When you reach the line in the data below that contains "Target: bird's wing", please start repeating lines exactly, and stop after the line that contains "like x=119, y=173.", repeating nothing else.

Stored data entries:

━━━━━━━━━━━━━━━━

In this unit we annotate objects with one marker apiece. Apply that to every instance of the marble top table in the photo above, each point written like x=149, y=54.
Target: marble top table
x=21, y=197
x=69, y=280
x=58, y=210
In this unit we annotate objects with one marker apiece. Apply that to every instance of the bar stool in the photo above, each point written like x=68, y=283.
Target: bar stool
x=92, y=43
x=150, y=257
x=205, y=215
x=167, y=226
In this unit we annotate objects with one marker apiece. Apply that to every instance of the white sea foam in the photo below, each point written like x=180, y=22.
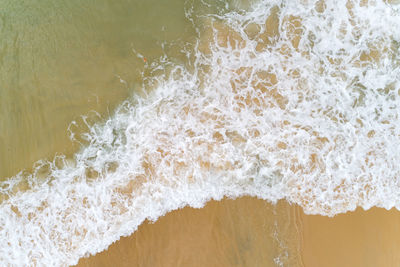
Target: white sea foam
x=311, y=116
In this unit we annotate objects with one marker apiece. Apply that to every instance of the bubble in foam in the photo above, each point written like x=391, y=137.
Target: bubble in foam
x=292, y=99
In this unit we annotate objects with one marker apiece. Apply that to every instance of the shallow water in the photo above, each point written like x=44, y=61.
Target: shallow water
x=294, y=100
x=60, y=60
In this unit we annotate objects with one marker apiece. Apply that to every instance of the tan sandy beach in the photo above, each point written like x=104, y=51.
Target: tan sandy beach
x=251, y=232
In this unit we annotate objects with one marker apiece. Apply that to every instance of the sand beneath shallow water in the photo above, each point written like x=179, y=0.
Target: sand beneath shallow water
x=252, y=232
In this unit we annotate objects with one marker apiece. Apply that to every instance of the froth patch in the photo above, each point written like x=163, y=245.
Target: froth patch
x=291, y=100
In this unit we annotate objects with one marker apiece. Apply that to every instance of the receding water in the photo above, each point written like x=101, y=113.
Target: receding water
x=173, y=104
x=62, y=59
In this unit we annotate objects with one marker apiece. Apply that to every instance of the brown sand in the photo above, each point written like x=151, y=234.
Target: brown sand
x=252, y=232
x=240, y=232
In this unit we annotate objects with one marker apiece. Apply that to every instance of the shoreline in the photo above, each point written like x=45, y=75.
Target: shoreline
x=252, y=232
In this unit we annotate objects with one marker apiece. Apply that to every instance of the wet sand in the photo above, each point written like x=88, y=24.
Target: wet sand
x=252, y=232
x=243, y=232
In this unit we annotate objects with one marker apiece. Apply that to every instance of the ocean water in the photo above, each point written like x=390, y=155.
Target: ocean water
x=294, y=100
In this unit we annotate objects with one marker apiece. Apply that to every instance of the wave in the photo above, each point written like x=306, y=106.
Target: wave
x=294, y=100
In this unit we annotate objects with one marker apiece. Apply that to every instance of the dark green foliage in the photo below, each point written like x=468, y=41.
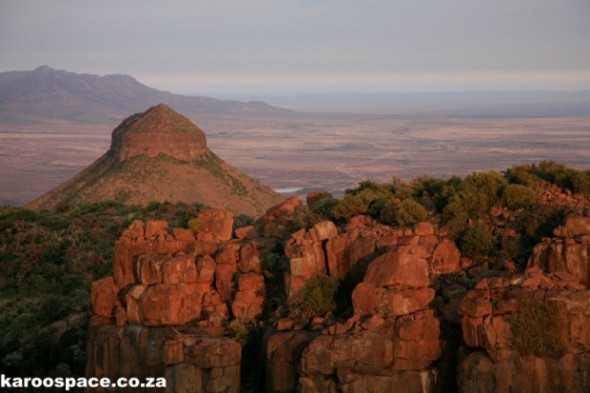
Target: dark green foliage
x=536, y=329
x=517, y=196
x=48, y=260
x=476, y=242
x=317, y=298
x=404, y=213
x=325, y=207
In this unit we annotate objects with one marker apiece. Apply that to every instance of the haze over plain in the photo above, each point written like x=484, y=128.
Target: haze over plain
x=321, y=56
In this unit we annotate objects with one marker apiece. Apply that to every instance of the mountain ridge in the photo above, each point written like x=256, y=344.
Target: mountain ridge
x=58, y=94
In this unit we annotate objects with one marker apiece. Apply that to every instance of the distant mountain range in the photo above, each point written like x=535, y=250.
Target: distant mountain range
x=44, y=93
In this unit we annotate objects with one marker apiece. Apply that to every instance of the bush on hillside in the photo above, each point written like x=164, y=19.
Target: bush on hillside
x=317, y=298
x=476, y=243
x=517, y=196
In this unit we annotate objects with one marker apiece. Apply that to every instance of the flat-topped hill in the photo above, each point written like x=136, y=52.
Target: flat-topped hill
x=160, y=155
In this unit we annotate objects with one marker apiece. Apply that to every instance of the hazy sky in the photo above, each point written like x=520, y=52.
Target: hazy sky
x=307, y=46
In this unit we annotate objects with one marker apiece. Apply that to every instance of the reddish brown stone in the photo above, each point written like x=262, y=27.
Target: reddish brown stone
x=178, y=270
x=103, y=297
x=424, y=229
x=185, y=235
x=156, y=228
x=247, y=232
x=148, y=268
x=249, y=260
x=251, y=282
x=404, y=267
x=164, y=304
x=224, y=274
x=205, y=268
x=247, y=305
x=446, y=258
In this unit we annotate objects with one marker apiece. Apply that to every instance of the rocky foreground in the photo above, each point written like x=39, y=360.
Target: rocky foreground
x=423, y=318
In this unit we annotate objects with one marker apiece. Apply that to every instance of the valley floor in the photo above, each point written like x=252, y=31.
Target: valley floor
x=310, y=151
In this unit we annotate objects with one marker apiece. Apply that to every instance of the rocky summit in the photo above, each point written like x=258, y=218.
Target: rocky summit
x=422, y=317
x=159, y=155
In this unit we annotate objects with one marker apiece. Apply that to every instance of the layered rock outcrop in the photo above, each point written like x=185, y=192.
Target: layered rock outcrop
x=167, y=307
x=528, y=333
x=166, y=281
x=159, y=155
x=159, y=130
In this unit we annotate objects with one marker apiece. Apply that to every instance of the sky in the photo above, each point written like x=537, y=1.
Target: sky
x=225, y=47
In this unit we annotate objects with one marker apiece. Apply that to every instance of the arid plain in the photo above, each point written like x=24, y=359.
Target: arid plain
x=310, y=151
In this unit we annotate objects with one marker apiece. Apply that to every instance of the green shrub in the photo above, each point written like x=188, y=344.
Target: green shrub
x=325, y=207
x=411, y=212
x=403, y=213
x=317, y=298
x=536, y=329
x=517, y=196
x=476, y=243
x=480, y=191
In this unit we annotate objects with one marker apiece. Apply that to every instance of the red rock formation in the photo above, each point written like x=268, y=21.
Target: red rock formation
x=159, y=130
x=558, y=361
x=567, y=253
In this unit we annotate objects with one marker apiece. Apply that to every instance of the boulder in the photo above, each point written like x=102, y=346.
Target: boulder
x=404, y=267
x=103, y=295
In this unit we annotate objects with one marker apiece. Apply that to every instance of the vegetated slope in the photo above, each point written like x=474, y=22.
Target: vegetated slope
x=161, y=156
x=47, y=261
x=47, y=93
x=48, y=258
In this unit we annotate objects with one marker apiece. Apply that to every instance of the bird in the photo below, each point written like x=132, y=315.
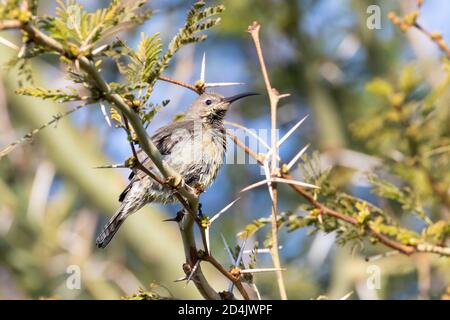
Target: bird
x=194, y=147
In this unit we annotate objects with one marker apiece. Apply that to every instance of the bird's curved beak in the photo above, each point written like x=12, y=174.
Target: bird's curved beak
x=240, y=96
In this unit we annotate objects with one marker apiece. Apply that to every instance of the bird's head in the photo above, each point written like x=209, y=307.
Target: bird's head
x=213, y=106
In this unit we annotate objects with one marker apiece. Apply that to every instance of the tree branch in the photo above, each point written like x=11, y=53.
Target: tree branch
x=274, y=98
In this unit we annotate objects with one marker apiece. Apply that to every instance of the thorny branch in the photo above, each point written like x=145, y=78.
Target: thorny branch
x=324, y=210
x=274, y=98
x=187, y=196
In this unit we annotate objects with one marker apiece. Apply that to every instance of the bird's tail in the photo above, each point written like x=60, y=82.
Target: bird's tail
x=110, y=229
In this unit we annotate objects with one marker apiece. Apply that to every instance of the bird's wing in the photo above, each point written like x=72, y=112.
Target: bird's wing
x=165, y=139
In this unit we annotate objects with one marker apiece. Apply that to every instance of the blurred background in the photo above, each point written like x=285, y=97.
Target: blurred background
x=53, y=202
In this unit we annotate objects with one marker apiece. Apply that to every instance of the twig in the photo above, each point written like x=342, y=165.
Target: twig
x=10, y=24
x=274, y=98
x=221, y=269
x=385, y=240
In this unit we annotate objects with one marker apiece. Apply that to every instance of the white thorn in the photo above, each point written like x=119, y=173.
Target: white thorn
x=250, y=132
x=281, y=180
x=105, y=115
x=227, y=248
x=297, y=156
x=203, y=68
x=260, y=250
x=181, y=279
x=238, y=260
x=254, y=185
x=223, y=84
x=295, y=182
x=8, y=43
x=287, y=135
x=99, y=49
x=194, y=269
x=262, y=270
x=207, y=240
x=346, y=296
x=111, y=166
x=269, y=184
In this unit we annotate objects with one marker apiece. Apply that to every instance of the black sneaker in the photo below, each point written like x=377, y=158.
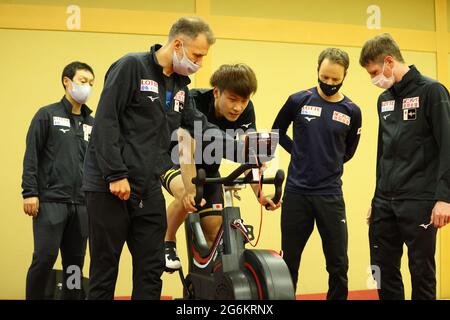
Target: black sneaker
x=172, y=261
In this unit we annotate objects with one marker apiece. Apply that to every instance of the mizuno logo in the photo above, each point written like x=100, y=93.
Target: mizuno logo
x=425, y=226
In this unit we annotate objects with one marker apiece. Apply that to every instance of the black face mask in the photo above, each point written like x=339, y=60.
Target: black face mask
x=329, y=90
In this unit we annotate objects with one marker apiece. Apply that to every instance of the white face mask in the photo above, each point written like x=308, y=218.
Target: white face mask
x=80, y=93
x=184, y=66
x=382, y=81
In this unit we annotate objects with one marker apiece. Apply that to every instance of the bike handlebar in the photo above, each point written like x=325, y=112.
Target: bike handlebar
x=233, y=178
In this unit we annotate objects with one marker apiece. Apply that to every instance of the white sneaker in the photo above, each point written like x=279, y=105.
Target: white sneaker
x=172, y=260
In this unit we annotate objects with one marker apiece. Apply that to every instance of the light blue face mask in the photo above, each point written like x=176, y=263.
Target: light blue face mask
x=80, y=93
x=184, y=66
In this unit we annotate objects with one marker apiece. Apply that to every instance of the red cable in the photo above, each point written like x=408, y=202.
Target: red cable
x=260, y=202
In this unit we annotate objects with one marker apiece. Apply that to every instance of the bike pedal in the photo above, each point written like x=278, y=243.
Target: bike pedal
x=250, y=234
x=168, y=270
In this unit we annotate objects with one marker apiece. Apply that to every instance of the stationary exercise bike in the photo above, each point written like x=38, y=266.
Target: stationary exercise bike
x=227, y=270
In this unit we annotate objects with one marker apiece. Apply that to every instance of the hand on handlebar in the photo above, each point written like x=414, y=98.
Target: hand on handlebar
x=267, y=202
x=189, y=202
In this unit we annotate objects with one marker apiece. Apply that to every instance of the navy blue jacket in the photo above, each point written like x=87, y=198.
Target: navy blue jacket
x=325, y=135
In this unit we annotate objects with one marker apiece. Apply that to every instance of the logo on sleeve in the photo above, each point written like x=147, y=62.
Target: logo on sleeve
x=409, y=114
x=387, y=106
x=341, y=117
x=179, y=101
x=410, y=103
x=149, y=85
x=87, y=129
x=58, y=121
x=311, y=111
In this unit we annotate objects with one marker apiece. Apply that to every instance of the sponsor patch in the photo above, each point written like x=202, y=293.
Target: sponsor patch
x=311, y=110
x=410, y=103
x=87, y=129
x=149, y=85
x=58, y=121
x=409, y=114
x=341, y=117
x=177, y=106
x=180, y=96
x=387, y=106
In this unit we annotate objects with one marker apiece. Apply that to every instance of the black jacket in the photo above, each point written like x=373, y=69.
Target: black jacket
x=203, y=100
x=55, y=150
x=133, y=130
x=413, y=160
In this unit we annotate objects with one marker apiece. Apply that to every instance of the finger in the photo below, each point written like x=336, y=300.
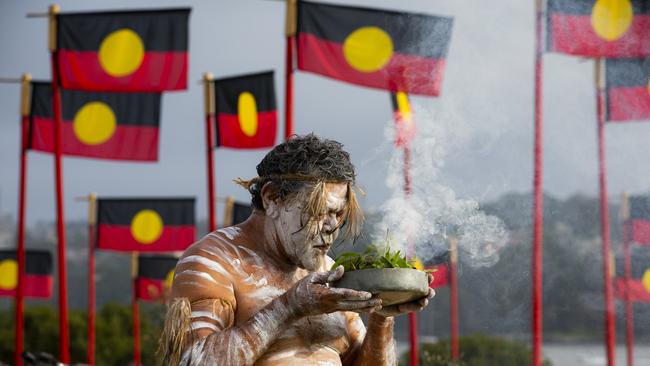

━━━━━━━━━━━━━━━━

**Your response**
Target: bird's wing
x=165, y=139
In this unit we annotate objects with one marker apiece. Apply that to every instance of the blurred background in the photo above, each point written like x=285, y=97.
Target: blurred background
x=53, y=202
In this unit we annotate objects with one marker apiece. Apply that to every instance of the twig in the photo above, each point written like x=342, y=165.
Target: twig
x=10, y=24
x=274, y=98
x=221, y=269
x=385, y=240
In this unit we annotate objects with one marker apiece. Apply that to every instance of the white thorn in the photo above, each point written like x=119, y=173.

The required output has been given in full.